TO BE DONE:
Retype the full set of records. Keep every character identical.
>>
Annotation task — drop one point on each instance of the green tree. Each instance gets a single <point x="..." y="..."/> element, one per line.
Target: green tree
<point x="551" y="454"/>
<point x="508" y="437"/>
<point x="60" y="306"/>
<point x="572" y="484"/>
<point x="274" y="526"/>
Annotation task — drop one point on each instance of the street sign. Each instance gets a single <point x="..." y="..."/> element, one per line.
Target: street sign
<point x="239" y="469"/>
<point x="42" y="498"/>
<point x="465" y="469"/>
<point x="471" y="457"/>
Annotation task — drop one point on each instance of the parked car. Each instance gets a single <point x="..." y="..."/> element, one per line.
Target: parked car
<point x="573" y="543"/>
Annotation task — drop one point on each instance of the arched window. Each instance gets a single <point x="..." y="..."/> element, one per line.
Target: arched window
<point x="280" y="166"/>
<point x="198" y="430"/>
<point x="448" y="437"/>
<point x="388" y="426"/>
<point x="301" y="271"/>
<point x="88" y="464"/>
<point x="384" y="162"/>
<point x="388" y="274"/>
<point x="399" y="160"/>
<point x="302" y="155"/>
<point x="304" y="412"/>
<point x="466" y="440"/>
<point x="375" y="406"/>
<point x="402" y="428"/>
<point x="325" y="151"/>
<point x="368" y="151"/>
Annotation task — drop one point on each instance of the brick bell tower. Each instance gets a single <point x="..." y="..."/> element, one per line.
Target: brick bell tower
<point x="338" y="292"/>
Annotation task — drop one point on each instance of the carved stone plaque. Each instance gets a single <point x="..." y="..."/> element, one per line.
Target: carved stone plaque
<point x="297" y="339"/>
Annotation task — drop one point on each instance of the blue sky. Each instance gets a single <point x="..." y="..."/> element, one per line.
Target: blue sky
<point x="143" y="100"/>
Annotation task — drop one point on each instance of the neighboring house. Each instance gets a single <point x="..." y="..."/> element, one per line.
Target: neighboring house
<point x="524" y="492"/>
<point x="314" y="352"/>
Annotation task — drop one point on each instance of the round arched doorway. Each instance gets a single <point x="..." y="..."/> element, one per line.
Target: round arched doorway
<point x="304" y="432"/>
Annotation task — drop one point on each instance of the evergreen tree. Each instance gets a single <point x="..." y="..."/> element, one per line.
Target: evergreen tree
<<
WRITTEN SOLUTION:
Annotation task — drop one point on each instance of the green tree. Each instance gets a single <point x="..." y="..."/> element, one per line.
Target: green tree
<point x="551" y="454"/>
<point x="508" y="437"/>
<point x="60" y="306"/>
<point x="572" y="484"/>
<point x="274" y="526"/>
Annotation task — drop one point on each instance of the street sign. Each instance gets a single <point x="..." y="..."/> element, one per line.
Target: street sign
<point x="239" y="469"/>
<point x="42" y="498"/>
<point x="465" y="469"/>
<point x="471" y="457"/>
Annotation task — drop one point on each instance of the parked car. Each instance gets a single <point x="..." y="..."/> element, one per line.
Target: parked car
<point x="573" y="543"/>
Annotation task — drop one point on each instance of the arched window. Each instance gets a single <point x="..." y="..."/> element, one per line.
Target: arched window
<point x="280" y="166"/>
<point x="198" y="430"/>
<point x="448" y="437"/>
<point x="388" y="426"/>
<point x="301" y="271"/>
<point x="88" y="464"/>
<point x="384" y="162"/>
<point x="388" y="274"/>
<point x="399" y="160"/>
<point x="302" y="155"/>
<point x="304" y="412"/>
<point x="466" y="440"/>
<point x="375" y="406"/>
<point x="402" y="428"/>
<point x="325" y="151"/>
<point x="368" y="151"/>
Annotation task — drop one point on each instance of the brick bell tower. Each instance gets a single <point x="..." y="..."/> element, one per line.
Target: brick bell tower
<point x="338" y="292"/>
Annotation task — drop one point on each instance of the carved stone plaque. Each instance gets a single <point x="..." y="..."/> element, one per line.
Target: carved stone plaque
<point x="297" y="339"/>
Annotation task — drop one point on each instance of the blue sky. Each instance gets a single <point x="..." y="..."/> element, one per line.
Target: blue sky
<point x="143" y="100"/>
Annotation task — drop one point on each instance of the neighboring house. Each instance gets a single <point x="..." y="..."/> element, one per line.
Target: neighboring house
<point x="524" y="492"/>
<point x="314" y="352"/>
Annotation task — drop one point on each instance of the round arched doorway. Each instance gets a single <point x="..." y="..."/> element, one per line.
Target: round arched doorway
<point x="304" y="432"/>
Annotation task — drop one point on each instance of the evergreen tree. Each instance gets a single <point x="..." y="..."/> element, one per line.
Target: evergreen tree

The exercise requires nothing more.